Task statement:
Select the lines below containing the word "grain".

Source data:
- - - - - - -

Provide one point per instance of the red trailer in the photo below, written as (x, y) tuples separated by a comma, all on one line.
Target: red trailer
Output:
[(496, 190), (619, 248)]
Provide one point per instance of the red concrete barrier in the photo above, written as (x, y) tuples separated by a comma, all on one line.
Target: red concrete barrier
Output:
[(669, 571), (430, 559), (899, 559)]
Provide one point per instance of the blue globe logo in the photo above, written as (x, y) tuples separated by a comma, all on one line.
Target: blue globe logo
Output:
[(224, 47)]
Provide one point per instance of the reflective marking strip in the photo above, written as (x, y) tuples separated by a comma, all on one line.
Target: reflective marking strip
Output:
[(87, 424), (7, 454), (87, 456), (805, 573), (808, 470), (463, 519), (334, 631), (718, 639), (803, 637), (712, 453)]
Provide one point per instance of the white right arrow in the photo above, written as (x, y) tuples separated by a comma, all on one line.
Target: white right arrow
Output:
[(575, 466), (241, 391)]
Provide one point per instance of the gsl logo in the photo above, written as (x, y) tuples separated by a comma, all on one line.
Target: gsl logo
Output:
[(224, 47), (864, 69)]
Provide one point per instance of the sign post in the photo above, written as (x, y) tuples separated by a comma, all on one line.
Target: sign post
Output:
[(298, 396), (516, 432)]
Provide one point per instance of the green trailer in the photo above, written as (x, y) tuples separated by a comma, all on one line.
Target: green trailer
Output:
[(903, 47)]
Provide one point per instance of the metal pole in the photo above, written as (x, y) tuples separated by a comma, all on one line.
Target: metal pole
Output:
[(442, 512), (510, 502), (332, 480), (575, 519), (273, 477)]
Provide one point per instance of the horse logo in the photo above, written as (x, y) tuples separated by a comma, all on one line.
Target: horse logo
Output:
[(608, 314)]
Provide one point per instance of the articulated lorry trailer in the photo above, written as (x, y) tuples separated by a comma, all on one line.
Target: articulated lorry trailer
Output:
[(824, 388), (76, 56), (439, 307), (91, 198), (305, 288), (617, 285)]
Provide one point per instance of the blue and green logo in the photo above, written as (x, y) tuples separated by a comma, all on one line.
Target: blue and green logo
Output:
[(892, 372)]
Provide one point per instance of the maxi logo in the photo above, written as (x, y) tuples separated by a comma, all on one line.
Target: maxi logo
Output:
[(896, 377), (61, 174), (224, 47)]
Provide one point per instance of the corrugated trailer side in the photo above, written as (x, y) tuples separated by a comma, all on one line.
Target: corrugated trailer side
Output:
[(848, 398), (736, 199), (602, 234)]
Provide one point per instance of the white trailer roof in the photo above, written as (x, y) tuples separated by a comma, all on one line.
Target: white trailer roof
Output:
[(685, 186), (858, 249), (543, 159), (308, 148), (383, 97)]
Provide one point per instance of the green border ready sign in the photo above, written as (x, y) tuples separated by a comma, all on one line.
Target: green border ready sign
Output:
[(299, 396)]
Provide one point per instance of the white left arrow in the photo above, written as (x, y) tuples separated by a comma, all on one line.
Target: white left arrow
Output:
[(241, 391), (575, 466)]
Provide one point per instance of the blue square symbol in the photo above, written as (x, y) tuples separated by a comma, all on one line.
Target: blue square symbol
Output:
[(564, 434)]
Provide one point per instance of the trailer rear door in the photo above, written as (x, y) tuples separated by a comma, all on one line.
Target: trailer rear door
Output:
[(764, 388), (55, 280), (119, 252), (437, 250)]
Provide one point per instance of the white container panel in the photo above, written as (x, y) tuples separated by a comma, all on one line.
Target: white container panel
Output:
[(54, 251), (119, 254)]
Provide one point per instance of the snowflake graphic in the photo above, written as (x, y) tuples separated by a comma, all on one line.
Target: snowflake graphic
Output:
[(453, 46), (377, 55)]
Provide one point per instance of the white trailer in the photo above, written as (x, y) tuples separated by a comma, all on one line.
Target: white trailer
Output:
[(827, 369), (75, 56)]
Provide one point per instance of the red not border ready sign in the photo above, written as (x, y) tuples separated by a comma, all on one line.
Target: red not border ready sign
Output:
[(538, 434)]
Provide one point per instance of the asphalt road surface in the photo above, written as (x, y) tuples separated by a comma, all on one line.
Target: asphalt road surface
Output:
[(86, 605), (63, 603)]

- - - - - - -

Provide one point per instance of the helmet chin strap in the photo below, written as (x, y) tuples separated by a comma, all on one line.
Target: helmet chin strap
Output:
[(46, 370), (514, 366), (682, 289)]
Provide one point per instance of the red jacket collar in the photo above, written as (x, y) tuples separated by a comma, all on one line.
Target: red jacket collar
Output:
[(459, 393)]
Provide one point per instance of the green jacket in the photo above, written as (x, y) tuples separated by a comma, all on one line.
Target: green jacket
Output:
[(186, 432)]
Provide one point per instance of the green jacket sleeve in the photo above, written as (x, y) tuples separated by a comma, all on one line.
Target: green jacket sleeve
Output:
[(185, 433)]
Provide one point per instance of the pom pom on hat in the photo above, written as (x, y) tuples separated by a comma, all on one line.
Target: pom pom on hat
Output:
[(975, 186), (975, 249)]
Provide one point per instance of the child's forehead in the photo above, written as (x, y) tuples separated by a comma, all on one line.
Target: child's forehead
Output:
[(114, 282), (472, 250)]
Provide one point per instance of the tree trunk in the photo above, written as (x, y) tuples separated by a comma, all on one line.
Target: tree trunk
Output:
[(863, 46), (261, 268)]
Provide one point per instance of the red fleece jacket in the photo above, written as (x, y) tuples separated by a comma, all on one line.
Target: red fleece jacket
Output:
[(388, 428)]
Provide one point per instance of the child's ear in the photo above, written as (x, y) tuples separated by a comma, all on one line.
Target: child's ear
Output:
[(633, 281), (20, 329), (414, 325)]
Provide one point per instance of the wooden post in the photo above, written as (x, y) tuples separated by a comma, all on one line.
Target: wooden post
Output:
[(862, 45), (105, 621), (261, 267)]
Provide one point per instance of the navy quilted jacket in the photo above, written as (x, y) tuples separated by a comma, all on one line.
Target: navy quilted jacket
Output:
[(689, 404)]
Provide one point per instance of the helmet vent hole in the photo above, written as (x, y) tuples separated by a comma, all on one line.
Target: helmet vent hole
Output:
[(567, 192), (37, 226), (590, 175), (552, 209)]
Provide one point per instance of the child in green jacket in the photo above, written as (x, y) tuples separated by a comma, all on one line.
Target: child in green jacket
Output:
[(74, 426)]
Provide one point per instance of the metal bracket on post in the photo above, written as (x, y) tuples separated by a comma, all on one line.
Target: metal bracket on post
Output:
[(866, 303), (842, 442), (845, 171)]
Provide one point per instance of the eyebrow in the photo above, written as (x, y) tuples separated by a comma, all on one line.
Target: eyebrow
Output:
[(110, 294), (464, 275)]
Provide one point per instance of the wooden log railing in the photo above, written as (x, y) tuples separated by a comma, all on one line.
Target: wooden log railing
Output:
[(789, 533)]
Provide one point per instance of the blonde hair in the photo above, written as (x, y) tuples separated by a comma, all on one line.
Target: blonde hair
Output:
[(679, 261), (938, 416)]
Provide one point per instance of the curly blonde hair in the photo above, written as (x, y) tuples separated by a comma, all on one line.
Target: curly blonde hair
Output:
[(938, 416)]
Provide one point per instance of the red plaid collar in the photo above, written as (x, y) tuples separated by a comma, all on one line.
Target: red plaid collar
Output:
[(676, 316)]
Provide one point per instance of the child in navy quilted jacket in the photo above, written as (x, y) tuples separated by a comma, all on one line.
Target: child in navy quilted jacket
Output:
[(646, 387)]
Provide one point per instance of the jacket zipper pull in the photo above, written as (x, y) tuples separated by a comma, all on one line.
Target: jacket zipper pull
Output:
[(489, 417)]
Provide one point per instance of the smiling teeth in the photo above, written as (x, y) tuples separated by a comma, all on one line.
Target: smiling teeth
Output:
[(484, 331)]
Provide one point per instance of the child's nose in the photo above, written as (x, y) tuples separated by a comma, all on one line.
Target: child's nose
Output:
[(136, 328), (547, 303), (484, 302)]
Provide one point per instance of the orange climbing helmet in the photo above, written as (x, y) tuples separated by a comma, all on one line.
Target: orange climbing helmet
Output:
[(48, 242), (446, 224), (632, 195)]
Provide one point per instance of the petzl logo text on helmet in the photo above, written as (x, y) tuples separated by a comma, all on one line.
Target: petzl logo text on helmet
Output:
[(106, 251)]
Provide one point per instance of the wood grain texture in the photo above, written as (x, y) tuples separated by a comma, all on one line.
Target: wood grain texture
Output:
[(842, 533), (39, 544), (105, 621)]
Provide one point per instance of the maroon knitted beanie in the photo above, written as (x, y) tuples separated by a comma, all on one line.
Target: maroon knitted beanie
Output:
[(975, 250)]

- - - - - - -

Answer section:
Provide one point per instance of the wood grain texture in the photo above, written as (x, y) tuples separated by a comma, all on one line.
Target: wood grain texture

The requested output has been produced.